Page excerpt START

Other parts of this series:
Pension organizations have reached a pivot point. On the one hand, supporting new member services and meeting changing member expectations means embracing digital and transforming legacy systems and processes. On the other hand, ensuring they can generate sufficient funds for a population that’s living longer than ever before means balancing the need for sustainability in their own operations with careful stewardship of assets.
Tensions like these create challenges and opportunities in equal measure for pension organizations. And they run through the seven themes in the Fjord Trends 2018 report. This is an annual review of business, design and technology trends that are set to shape the world around us.
The first of this year’s trends, Physical Fights Back, examines the balance between digital and physical experiences and interactions. Pension organizations need to determine the optimal mix of what they can deliver digitally and where the human touch remains essential. For example, in-person interactions will always be needed for advice on complex and/or potentially life-changing developments. Digital is ideal for executing more routine transactions and answering day-to-day questions. As pension organizations eye their digital futures, they really need to think through which tasks lend themselves to which channels. And remember, one of the advantages of digital is its ability to free up employees’ time to focus on value-added interactions that need creativity and empathy.
The next trend Computers Have Eyes, is all about how computer vision can enable new services that no longer rely on standard inputs like mouse clicks and keyboard strokes. The extraction of large quantities of data from visual images obviously puts a strain on pension organizations’ existing data management capabilities. But at the same time, it could transform how members securely authenticate themselves, i.e. through facial recognition, and open new ways to access and navigate systems for the elderly and those who find it hard to interact through conventional channels.

Page excerpt END

== Exercise ==
According to the article on pension trends, why does computer vision strain pension organizations' existing data management capabilities?

Dataset extract START

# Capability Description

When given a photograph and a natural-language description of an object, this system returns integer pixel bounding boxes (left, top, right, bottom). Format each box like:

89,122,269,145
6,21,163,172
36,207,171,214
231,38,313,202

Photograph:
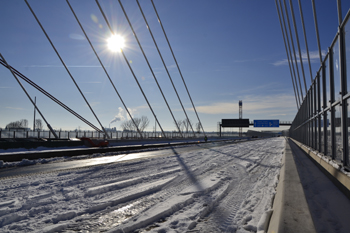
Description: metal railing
288,9,350,166
0,129,213,140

Dataset extract END

== Problem solution ==
Computer vision involves extracting large quantities of data from visual images, and that volume puts a strain on the data management capabilities pension organizations already have.